[TASK INSTRUCTIONS]
Pick every line from the data that holds the word "cockpit".

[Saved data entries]
================

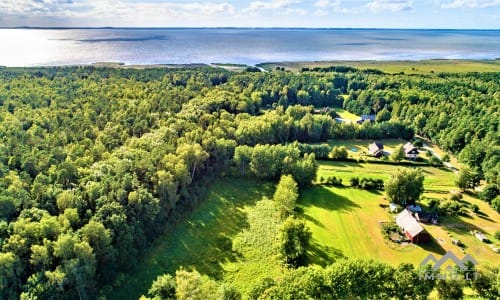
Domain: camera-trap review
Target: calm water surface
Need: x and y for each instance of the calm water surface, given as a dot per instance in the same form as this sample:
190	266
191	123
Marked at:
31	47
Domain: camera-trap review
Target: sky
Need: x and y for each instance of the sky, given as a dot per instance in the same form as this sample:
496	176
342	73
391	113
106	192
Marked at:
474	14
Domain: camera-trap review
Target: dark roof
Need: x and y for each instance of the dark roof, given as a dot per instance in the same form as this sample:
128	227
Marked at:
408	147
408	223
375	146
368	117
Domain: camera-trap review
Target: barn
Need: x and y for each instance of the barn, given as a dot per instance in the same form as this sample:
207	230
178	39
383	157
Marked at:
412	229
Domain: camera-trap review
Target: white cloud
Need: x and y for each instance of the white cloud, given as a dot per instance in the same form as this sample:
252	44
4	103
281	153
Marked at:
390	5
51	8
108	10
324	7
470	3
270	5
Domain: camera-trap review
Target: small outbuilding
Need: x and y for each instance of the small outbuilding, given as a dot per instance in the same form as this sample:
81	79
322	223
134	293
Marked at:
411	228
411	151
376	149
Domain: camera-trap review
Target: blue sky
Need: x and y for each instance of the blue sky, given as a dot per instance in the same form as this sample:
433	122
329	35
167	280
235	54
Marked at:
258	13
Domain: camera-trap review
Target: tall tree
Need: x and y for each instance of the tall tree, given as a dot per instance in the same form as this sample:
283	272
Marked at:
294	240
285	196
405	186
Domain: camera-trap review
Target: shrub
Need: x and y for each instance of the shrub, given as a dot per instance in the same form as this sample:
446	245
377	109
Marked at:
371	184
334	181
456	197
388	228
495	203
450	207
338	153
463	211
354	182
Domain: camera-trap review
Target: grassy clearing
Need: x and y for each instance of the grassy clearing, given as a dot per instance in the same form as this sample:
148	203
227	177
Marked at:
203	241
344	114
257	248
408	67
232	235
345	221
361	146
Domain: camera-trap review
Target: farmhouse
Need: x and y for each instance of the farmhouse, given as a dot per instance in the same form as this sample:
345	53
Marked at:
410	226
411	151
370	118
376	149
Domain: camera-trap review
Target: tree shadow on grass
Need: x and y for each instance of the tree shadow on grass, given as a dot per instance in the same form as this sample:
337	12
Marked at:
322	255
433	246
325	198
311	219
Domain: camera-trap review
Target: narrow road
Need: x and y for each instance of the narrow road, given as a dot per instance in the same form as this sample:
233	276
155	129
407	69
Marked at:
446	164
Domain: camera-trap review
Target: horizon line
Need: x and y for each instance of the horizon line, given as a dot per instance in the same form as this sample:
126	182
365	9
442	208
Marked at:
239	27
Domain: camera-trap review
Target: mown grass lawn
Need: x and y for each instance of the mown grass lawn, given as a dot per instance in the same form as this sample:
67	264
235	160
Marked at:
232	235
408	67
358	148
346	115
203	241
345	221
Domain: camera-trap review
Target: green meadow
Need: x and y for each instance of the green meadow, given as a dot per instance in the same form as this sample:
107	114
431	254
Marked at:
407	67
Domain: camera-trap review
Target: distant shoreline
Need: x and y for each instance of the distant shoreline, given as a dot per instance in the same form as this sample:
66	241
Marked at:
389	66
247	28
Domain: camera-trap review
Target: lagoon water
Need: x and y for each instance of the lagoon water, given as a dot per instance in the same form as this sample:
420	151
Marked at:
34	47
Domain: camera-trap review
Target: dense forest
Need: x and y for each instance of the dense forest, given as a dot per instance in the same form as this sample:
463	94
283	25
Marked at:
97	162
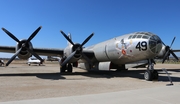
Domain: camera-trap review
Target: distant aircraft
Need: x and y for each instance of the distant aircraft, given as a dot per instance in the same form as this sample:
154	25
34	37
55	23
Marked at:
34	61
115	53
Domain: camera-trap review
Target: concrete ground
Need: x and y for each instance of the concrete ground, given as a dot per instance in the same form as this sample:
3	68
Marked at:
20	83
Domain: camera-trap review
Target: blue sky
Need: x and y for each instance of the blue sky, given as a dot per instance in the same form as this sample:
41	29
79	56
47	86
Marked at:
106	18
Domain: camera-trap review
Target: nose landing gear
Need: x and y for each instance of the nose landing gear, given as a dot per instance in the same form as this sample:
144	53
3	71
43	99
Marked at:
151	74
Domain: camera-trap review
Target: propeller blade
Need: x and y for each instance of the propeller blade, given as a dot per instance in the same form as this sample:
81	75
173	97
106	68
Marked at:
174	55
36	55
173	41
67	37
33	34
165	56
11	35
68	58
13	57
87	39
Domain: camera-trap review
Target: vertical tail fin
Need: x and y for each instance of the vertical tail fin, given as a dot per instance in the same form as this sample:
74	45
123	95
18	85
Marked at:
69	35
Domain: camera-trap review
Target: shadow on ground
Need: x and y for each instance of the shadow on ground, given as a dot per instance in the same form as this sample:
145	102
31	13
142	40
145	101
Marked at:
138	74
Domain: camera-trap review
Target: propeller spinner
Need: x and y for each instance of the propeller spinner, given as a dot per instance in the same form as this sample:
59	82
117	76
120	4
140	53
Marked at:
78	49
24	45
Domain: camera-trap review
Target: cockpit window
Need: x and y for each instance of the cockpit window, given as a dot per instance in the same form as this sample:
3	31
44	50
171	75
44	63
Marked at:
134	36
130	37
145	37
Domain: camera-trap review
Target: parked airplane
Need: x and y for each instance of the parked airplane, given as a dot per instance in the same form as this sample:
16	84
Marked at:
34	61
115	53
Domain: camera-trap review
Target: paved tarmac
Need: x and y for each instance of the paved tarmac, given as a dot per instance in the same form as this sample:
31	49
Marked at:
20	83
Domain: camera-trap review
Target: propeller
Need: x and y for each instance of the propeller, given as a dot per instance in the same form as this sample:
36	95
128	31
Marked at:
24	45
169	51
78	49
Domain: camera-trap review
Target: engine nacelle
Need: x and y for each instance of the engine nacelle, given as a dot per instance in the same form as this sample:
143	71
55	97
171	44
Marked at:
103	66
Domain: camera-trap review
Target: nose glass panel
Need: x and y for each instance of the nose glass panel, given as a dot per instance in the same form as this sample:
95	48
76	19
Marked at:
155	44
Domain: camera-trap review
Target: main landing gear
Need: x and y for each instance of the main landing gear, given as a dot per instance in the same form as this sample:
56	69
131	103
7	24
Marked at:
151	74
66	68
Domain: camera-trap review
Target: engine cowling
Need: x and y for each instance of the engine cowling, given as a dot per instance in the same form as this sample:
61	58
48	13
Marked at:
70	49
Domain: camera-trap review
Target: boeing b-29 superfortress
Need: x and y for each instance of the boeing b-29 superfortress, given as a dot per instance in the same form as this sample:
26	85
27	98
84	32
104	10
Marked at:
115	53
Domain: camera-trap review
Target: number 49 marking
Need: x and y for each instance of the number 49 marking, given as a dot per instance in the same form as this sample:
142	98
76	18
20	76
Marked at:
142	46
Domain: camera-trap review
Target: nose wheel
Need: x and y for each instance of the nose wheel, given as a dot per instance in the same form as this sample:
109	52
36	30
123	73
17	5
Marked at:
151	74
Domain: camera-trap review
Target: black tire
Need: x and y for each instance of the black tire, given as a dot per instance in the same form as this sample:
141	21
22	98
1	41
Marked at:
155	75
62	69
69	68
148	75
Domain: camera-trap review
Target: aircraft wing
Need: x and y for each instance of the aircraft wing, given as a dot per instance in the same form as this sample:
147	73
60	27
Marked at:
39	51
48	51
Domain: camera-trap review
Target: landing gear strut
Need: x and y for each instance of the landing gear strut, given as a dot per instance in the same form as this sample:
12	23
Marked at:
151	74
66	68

================

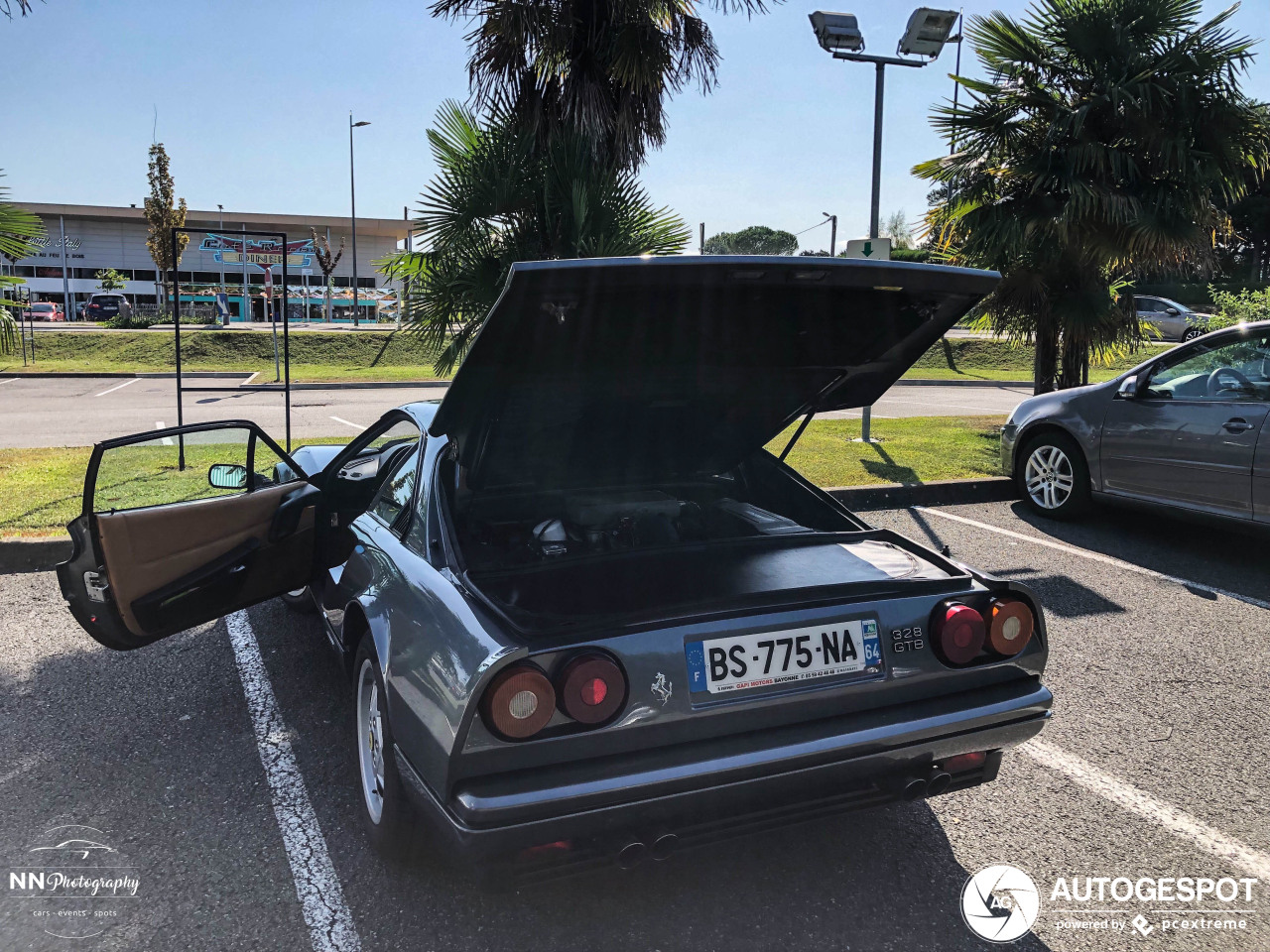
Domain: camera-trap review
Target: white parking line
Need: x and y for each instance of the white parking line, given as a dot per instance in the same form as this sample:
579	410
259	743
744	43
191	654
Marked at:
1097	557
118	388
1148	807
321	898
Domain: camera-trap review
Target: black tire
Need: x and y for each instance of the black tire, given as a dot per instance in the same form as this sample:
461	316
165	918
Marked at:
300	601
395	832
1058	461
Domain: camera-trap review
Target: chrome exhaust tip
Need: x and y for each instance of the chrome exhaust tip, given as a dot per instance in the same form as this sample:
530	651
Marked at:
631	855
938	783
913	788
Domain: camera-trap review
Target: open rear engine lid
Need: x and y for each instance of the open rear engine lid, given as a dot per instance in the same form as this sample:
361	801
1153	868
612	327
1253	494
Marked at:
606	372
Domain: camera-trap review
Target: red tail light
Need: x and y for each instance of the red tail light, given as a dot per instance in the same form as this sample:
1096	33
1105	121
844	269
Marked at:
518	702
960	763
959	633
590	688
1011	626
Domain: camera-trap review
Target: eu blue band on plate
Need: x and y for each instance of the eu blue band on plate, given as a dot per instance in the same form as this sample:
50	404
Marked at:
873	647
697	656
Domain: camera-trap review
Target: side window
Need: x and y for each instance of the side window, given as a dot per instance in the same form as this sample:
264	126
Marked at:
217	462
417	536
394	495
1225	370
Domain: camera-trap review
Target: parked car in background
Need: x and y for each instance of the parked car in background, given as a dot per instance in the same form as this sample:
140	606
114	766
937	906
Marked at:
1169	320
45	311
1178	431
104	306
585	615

================

[ANSWER]
Target: cockpit window
Need: x and y for each instance of the cockpit window, given as a dot per instance in the same form as this sample:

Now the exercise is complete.